**DIRECTION:** Convert the lines below into a JSON list of strings with one string per line, skipping blank lines. Leave the pictures out of the list.

Point placement records:

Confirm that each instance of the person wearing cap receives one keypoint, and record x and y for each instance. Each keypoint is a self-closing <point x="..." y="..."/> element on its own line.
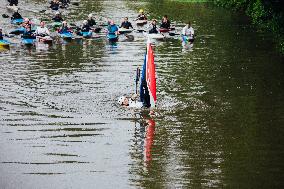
<point x="91" y="20"/>
<point x="28" y="34"/>
<point x="16" y="15"/>
<point x="54" y="4"/>
<point x="64" y="28"/>
<point x="153" y="27"/>
<point x="42" y="30"/>
<point x="165" y="23"/>
<point x="130" y="101"/>
<point x="188" y="33"/>
<point x="141" y="15"/>
<point x="112" y="28"/>
<point x="57" y="17"/>
<point x="126" y="24"/>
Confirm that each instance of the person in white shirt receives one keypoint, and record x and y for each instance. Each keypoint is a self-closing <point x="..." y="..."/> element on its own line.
<point x="42" y="30"/>
<point x="188" y="33"/>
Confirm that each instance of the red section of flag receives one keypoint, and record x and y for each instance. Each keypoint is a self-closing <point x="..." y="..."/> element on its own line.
<point x="151" y="72"/>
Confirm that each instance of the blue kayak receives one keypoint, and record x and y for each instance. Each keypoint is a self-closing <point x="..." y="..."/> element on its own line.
<point x="4" y="43"/>
<point x="28" y="41"/>
<point x="86" y="34"/>
<point x="66" y="35"/>
<point x="18" y="31"/>
<point x="17" y="21"/>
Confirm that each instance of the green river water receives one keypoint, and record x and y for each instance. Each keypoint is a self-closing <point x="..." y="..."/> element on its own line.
<point x="219" y="118"/>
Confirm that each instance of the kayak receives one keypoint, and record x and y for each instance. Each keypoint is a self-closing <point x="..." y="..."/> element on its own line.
<point x="165" y="30"/>
<point x="28" y="41"/>
<point x="141" y="22"/>
<point x="17" y="21"/>
<point x="12" y="8"/>
<point x="86" y="34"/>
<point x="112" y="37"/>
<point x="4" y="43"/>
<point x="124" y="30"/>
<point x="154" y="35"/>
<point x="56" y="24"/>
<point x="46" y="39"/>
<point x="18" y="31"/>
<point x="66" y="35"/>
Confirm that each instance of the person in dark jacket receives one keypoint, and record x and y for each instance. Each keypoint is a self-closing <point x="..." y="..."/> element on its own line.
<point x="91" y="20"/>
<point x="16" y="15"/>
<point x="126" y="24"/>
<point x="165" y="23"/>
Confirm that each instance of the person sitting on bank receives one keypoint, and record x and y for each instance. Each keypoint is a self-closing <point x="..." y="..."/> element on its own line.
<point x="57" y="17"/>
<point x="153" y="27"/>
<point x="91" y="20"/>
<point x="141" y="15"/>
<point x="42" y="30"/>
<point x="126" y="24"/>
<point x="16" y="15"/>
<point x="188" y="33"/>
<point x="165" y="23"/>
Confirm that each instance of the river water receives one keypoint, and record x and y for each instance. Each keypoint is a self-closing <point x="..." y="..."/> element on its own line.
<point x="219" y="117"/>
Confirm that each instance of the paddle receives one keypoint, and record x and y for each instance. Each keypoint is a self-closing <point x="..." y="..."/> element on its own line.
<point x="75" y="3"/>
<point x="137" y="78"/>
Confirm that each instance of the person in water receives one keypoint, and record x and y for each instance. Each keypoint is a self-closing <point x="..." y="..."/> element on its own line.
<point x="131" y="102"/>
<point x="112" y="28"/>
<point x="126" y="24"/>
<point x="54" y="4"/>
<point x="28" y="34"/>
<point x="153" y="27"/>
<point x="188" y="33"/>
<point x="16" y="15"/>
<point x="141" y="15"/>
<point x="57" y="17"/>
<point x="85" y="27"/>
<point x="13" y="2"/>
<point x="26" y="23"/>
<point x="64" y="28"/>
<point x="91" y="20"/>
<point x="42" y="30"/>
<point x="1" y="34"/>
<point x="165" y="23"/>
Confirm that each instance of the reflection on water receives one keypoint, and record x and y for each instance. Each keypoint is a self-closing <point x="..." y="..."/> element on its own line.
<point x="218" y="121"/>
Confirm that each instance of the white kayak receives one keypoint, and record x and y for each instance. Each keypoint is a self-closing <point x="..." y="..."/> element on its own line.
<point x="12" y="8"/>
<point x="154" y="35"/>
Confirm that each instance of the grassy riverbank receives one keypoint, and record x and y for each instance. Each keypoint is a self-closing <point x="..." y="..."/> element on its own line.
<point x="266" y="14"/>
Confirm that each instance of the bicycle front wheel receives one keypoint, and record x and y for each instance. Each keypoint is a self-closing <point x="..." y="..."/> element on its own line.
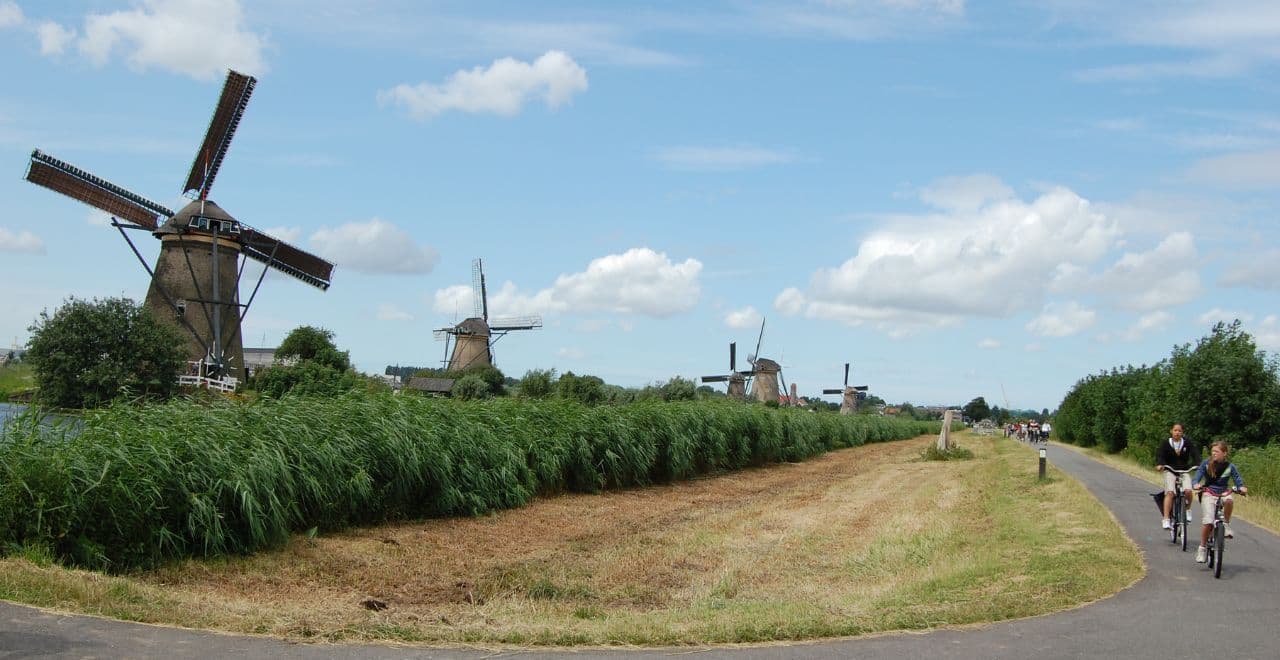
<point x="1220" y="541"/>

**ANSWER FOR THIS EXERCISE:**
[
  "Confirm that each instance of the person wearing cap receives one keypoint, and record x and y for each instance. Each keypoint is a self-closing <point x=\"...\" y=\"...\"/> element on its own line.",
  "<point x=\"91\" y=\"20\"/>",
  "<point x=\"28\" y=\"34\"/>",
  "<point x=\"16\" y=\"15\"/>",
  "<point x=\"54\" y=\"4\"/>",
  "<point x=\"64\" y=\"28\"/>",
  "<point x=\"153\" y=\"27\"/>",
  "<point x=\"42\" y=\"30\"/>",
  "<point x=\"165\" y=\"23\"/>",
  "<point x=\"130\" y=\"101\"/>",
  "<point x=\"188\" y=\"33\"/>",
  "<point x=\"141\" y=\"15\"/>",
  "<point x=\"112\" y=\"28\"/>",
  "<point x=\"57\" y=\"17\"/>",
  "<point x=\"126\" y=\"24\"/>",
  "Confirm that each instance of the person in white shirt receives one keypoint, and record x and y for each instance. Each keypoint is a self-closing <point x=\"...\" y=\"...\"/> element on its own line.",
  "<point x=\"42\" y=\"30\"/>",
  "<point x=\"188\" y=\"33\"/>",
  "Confirm that each instance of the red section of flag receives one keypoint, and record x and y for each instance. Each keypoint is a self-closing <point x=\"...\" y=\"...\"/> element on its own line.",
  "<point x=\"151\" y=\"72\"/>",
  "Confirm that each instance of the blue kayak receives one keypoint, and record x and y for each instance. Each keypoint is a self-closing <point x=\"...\" y=\"...\"/> element on its own line.",
  "<point x=\"4\" y=\"43\"/>",
  "<point x=\"28\" y=\"41\"/>",
  "<point x=\"86\" y=\"34\"/>",
  "<point x=\"66\" y=\"35\"/>",
  "<point x=\"18\" y=\"31\"/>",
  "<point x=\"17\" y=\"21\"/>",
  "Confirm that each instance of the green river water receives one keypoint, and record x and y for each instance. Each keypoint is a self-closing <point x=\"...\" y=\"...\"/> element on its own line.",
  "<point x=\"219\" y=\"118\"/>",
  "Confirm that each instance of the kayak receives one keypoint, and record x and y for each instance. Each keypoint is a self-closing <point x=\"...\" y=\"...\"/> element on its own line.",
  "<point x=\"165\" y=\"30\"/>",
  "<point x=\"28\" y=\"41\"/>",
  "<point x=\"141\" y=\"22\"/>",
  "<point x=\"17\" y=\"21\"/>",
  "<point x=\"12\" y=\"8\"/>",
  "<point x=\"86\" y=\"34\"/>",
  "<point x=\"112\" y=\"37\"/>",
  "<point x=\"4\" y=\"43\"/>",
  "<point x=\"124\" y=\"30\"/>",
  "<point x=\"154\" y=\"35\"/>",
  "<point x=\"56\" y=\"24\"/>",
  "<point x=\"46\" y=\"39\"/>",
  "<point x=\"18\" y=\"31\"/>",
  "<point x=\"66\" y=\"35\"/>",
  "Confirm that each instance of the person in dark jacket receives one keypoint, and record x and y for each instance. Each keypoint is a self-closing <point x=\"...\" y=\"...\"/> element on its own line.",
  "<point x=\"91\" y=\"20\"/>",
  "<point x=\"16\" y=\"15\"/>",
  "<point x=\"126\" y=\"24\"/>",
  "<point x=\"165\" y=\"23\"/>",
  "Confirm that each instance of the person sitting on bank receives one keypoint, and record x and y for each instance. Each keypoint is a self-closing <point x=\"...\" y=\"...\"/> element on its own line.",
  "<point x=\"57\" y=\"17\"/>",
  "<point x=\"153\" y=\"27\"/>",
  "<point x=\"91\" y=\"20\"/>",
  "<point x=\"141\" y=\"15\"/>",
  "<point x=\"42\" y=\"30\"/>",
  "<point x=\"126\" y=\"24\"/>",
  "<point x=\"16\" y=\"15\"/>",
  "<point x=\"188\" y=\"33\"/>",
  "<point x=\"165\" y=\"23\"/>",
  "Confirm that each instance of the river water receives one keypoint, and record x and y for each instance. Each keypoint is a self-closing <point x=\"...\" y=\"...\"/> element on its own line.",
  "<point x=\"219\" y=\"117\"/>",
  "Confirm that each instance of the paddle receives one keypoint, and record x and y for each instance. Each keypoint is a self-closing <point x=\"...\" y=\"...\"/> element on its own line.",
  "<point x=\"75\" y=\"3\"/>",
  "<point x=\"137\" y=\"78\"/>",
  "Confirm that each instance of the person in water receives one keypoint, and record x and y for each instance. Each keypoint is a self-closing <point x=\"...\" y=\"...\"/> element on its own line.",
  "<point x=\"131\" y=\"102\"/>",
  "<point x=\"112\" y=\"28\"/>",
  "<point x=\"126\" y=\"24\"/>",
  "<point x=\"54\" y=\"4\"/>",
  "<point x=\"28\" y=\"34\"/>",
  "<point x=\"153\" y=\"27\"/>",
  "<point x=\"188\" y=\"33\"/>",
  "<point x=\"16\" y=\"15\"/>",
  "<point x=\"141\" y=\"15\"/>",
  "<point x=\"57\" y=\"17\"/>",
  "<point x=\"85\" y=\"27\"/>",
  "<point x=\"13\" y=\"2\"/>",
  "<point x=\"26\" y=\"23\"/>",
  "<point x=\"64\" y=\"28\"/>",
  "<point x=\"91\" y=\"20\"/>",
  "<point x=\"42\" y=\"30\"/>",
  "<point x=\"1\" y=\"34\"/>",
  "<point x=\"165\" y=\"23\"/>",
  "Confirm that each instance of the reflection on water receives one keypoint, and record x and y for each instance. Each keypoint is a self-closing <point x=\"...\" y=\"...\"/> element on its own line.",
  "<point x=\"218\" y=\"121\"/>",
  "Confirm that each instance of the white kayak receives one keypoint, and record x and y for each instance. Each keypoint is a self-closing <point x=\"...\" y=\"...\"/> element on its own line.",
  "<point x=\"12\" y=\"8\"/>",
  "<point x=\"154\" y=\"35\"/>",
  "Confirm that each instance of the grassy riverbank receives one keypoint, and record x and y for each instance. Each keypoint is a self-closing <point x=\"...\" y=\"...\"/> element on its own line.",
  "<point x=\"266\" y=\"14\"/>",
  "Confirm that each instance of the bicycle front wheel receives one keypoint, and record x and y for each instance. Each keypoint is a self-closing <point x=\"...\" y=\"...\"/> element on its own line.",
  "<point x=\"1220\" y=\"541\"/>"
]